Provided entries section start

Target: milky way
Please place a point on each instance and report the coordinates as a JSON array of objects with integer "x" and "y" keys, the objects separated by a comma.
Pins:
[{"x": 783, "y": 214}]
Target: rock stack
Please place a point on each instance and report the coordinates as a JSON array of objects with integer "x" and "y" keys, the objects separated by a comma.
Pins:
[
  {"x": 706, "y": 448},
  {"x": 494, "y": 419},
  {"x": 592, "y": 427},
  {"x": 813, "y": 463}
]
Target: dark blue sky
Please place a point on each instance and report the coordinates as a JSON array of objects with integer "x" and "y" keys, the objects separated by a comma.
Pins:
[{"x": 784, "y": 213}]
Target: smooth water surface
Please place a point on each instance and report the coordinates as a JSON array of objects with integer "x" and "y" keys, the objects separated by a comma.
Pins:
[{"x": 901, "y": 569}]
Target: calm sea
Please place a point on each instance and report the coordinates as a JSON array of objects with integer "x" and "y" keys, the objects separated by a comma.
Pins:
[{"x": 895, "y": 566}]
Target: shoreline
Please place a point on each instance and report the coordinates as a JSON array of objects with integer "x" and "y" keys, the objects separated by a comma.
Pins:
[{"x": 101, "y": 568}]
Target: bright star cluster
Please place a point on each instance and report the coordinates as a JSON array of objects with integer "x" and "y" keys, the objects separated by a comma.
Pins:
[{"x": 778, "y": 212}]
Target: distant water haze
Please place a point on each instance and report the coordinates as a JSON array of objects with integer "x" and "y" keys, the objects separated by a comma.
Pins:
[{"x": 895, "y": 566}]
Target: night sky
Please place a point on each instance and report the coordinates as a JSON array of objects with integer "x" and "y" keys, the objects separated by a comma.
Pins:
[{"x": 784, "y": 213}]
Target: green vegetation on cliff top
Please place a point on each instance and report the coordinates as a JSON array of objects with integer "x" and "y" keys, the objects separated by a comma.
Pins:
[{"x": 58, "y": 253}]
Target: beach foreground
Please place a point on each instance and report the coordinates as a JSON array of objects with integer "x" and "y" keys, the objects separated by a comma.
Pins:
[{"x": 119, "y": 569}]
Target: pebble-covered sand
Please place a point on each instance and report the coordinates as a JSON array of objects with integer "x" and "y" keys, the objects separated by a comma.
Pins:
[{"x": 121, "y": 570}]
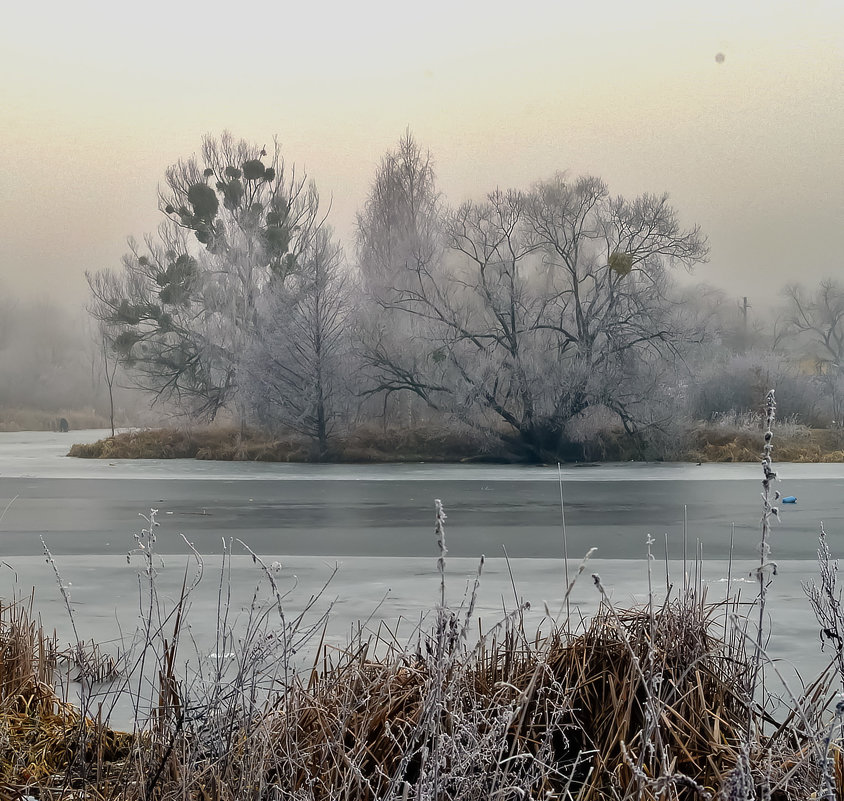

Provided entries section end

- What the task asks:
Which lines of the records contain the word "Target"? Copy each of them.

- Final answer:
Target: milky way
Target: rock stack
Target: dark blue sky
Target: smooth water surface
Target: calm sea
Target: shoreline
Target: bright star cluster
Target: distant water haze
Target: night sky
Target: green vegetation on cliff top
Target: beach foreground
Target: pebble-covered sand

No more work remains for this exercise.